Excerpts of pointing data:
┌────────

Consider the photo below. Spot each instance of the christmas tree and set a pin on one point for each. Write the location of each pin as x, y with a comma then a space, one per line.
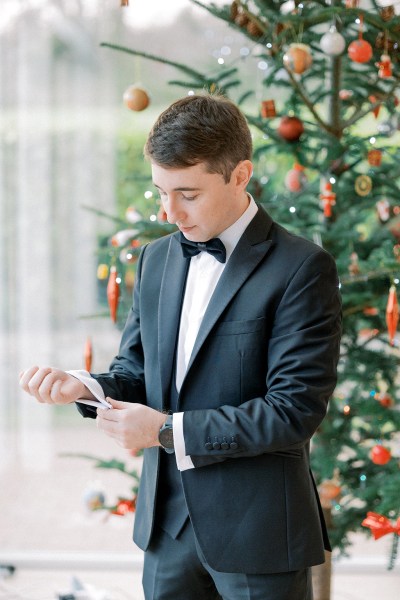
327, 117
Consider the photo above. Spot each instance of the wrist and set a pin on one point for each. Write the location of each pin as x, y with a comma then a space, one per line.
166, 435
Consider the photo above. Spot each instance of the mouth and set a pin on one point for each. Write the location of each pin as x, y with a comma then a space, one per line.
185, 229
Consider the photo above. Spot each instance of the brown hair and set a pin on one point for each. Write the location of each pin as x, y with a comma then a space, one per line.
200, 128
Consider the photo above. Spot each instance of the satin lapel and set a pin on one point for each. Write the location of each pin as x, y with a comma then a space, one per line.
171, 293
250, 250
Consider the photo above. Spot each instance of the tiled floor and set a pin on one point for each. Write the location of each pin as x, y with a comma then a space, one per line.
125, 585
46, 531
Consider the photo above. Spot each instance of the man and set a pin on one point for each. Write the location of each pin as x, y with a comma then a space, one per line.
225, 368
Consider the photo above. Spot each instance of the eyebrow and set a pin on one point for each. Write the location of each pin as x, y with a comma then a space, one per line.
179, 189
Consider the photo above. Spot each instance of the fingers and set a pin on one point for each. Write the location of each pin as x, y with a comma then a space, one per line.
44, 383
32, 380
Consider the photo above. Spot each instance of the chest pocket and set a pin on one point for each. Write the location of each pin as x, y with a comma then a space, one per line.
241, 327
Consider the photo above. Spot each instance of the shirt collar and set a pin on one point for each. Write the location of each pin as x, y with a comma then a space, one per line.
232, 235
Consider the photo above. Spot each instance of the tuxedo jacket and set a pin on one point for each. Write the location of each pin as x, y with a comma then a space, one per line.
257, 387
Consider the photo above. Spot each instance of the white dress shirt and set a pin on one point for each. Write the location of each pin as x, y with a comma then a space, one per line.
203, 276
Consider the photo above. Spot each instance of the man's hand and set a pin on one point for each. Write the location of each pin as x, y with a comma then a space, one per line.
53, 386
132, 425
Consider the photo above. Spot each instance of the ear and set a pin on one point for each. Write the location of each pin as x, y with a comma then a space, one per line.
242, 174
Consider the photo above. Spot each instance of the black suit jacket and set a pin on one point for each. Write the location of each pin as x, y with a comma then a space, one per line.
259, 379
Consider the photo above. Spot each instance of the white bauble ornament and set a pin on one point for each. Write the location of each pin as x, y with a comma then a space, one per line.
332, 42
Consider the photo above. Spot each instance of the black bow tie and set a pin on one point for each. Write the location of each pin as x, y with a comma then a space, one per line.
214, 247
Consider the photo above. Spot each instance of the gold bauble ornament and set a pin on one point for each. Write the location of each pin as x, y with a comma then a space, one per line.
136, 98
297, 58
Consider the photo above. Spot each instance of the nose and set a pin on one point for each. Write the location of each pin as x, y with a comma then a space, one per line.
173, 209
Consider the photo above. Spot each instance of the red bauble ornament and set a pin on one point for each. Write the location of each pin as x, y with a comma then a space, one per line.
328, 490
392, 314
377, 108
385, 400
88, 354
124, 506
380, 525
380, 455
136, 98
295, 178
290, 128
385, 66
360, 51
113, 292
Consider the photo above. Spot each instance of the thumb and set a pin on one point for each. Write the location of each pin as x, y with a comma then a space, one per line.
117, 403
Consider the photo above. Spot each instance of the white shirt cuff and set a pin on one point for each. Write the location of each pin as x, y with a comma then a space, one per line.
183, 462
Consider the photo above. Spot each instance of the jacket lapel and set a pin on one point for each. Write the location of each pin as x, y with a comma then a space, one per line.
249, 252
171, 296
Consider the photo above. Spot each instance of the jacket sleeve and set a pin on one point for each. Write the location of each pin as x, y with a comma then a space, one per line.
125, 380
302, 354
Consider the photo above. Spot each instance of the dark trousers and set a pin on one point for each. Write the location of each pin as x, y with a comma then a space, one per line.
175, 569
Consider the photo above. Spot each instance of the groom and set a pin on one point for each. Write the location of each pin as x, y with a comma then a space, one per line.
226, 365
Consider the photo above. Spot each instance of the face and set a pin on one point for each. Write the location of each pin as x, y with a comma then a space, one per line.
201, 204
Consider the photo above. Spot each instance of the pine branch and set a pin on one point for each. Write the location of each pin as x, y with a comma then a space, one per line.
300, 90
180, 66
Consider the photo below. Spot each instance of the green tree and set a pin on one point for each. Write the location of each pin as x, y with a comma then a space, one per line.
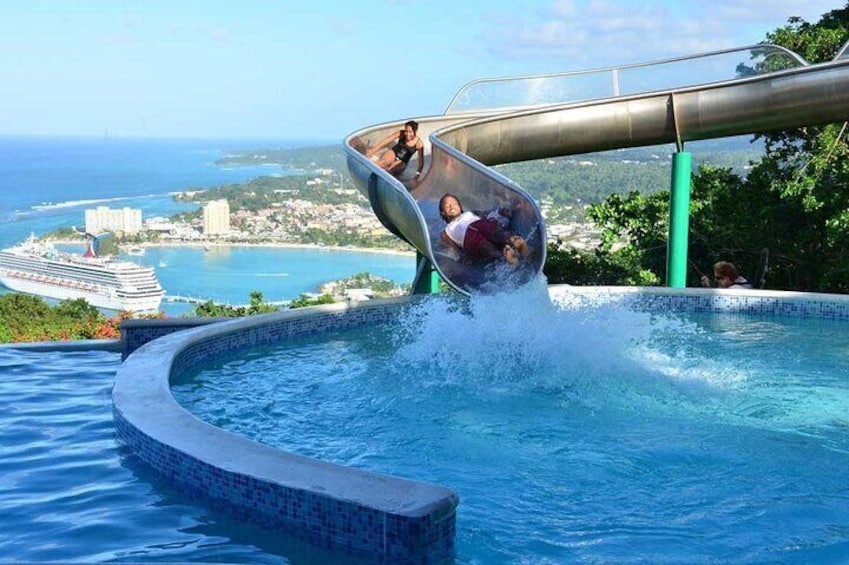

└────────

## EXERCISE REQUIREMENTS
List each line of the material above that contains the word "white", copying every such line in full.

## PROBLEM SOLUTION
Consider the photo above. Spot each instance of the white dress shirt and set a pin on one point for each. Write the location of each pin as x, y with a comma then a space, one per line.
Consider the photo above. Spot each instance of the white bauble ornament and set a pin on one point for each. Write the location of each pin as x, y with a comma then a space, one per line.
Consider the photo above. Spot each instance of the white shirt cuff and set a pin on one point for each. Write the location of each pin as x, y with a comma then a space, one per line.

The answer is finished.